(Records from a data source)
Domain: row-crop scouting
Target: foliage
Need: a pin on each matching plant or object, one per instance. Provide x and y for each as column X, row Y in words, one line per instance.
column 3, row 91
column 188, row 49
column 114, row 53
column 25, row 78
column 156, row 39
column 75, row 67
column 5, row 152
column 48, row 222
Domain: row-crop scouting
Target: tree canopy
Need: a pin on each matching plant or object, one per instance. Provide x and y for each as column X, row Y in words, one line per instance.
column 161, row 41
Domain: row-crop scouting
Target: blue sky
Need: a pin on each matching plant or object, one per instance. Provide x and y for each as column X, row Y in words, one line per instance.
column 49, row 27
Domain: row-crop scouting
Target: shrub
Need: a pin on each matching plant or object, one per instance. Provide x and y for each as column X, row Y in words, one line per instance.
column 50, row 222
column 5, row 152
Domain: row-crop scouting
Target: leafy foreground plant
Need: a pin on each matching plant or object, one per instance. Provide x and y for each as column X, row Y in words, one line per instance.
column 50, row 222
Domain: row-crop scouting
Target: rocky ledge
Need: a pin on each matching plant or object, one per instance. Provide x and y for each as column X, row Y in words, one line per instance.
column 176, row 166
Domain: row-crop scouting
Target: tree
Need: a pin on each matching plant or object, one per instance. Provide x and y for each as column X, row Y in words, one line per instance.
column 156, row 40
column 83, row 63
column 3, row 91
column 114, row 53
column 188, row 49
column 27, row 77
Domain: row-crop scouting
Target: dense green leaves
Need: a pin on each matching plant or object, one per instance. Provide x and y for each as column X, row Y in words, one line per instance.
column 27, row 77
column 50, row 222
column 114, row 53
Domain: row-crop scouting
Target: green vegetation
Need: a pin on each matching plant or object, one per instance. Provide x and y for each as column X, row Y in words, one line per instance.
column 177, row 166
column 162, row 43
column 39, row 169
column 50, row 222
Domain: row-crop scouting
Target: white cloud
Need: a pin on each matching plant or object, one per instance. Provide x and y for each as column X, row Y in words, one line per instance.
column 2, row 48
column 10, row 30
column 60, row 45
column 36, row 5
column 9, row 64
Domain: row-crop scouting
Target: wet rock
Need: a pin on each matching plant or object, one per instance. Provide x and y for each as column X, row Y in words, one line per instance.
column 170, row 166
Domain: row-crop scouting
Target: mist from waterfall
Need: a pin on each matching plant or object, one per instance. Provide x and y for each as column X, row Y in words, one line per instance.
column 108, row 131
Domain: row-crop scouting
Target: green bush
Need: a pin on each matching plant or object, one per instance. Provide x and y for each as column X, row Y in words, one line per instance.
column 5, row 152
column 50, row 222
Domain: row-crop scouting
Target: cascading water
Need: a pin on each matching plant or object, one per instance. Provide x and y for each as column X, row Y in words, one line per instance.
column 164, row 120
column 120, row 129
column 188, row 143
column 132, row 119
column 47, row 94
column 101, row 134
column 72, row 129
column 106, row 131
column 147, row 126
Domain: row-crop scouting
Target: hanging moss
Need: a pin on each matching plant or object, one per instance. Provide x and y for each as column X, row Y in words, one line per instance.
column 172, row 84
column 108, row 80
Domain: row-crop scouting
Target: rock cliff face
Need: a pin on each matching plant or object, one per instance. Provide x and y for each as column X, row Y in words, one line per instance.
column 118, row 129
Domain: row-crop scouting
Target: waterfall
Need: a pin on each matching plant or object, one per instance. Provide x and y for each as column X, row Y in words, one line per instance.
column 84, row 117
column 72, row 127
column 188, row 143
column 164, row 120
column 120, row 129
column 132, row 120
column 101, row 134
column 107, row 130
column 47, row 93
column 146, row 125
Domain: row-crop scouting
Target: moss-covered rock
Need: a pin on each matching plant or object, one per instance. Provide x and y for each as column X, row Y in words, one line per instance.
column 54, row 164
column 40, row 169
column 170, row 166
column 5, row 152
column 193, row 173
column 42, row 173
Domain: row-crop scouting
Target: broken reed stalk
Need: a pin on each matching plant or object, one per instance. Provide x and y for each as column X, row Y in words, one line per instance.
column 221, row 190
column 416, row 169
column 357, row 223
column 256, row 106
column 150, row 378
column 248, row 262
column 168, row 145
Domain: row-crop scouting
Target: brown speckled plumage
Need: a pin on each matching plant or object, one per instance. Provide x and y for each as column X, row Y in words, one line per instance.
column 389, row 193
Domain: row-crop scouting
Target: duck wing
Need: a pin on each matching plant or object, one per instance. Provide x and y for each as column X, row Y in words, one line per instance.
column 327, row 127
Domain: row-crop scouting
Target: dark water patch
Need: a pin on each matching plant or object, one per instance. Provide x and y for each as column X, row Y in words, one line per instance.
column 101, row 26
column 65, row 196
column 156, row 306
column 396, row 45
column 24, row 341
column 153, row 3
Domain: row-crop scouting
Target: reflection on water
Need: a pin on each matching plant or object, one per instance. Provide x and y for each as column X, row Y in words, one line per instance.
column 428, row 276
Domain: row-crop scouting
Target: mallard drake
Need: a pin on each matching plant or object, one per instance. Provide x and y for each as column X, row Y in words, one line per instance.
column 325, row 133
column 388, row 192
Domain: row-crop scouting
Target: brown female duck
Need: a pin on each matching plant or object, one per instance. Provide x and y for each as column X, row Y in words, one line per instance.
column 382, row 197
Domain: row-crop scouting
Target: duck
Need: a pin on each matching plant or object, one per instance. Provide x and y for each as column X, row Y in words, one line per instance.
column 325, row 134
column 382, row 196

DIRECTIONS FOR THIS TASK >>
Please report how many lines in the records above contain the word "moss", and give nothing but the number.

RESULT >>
2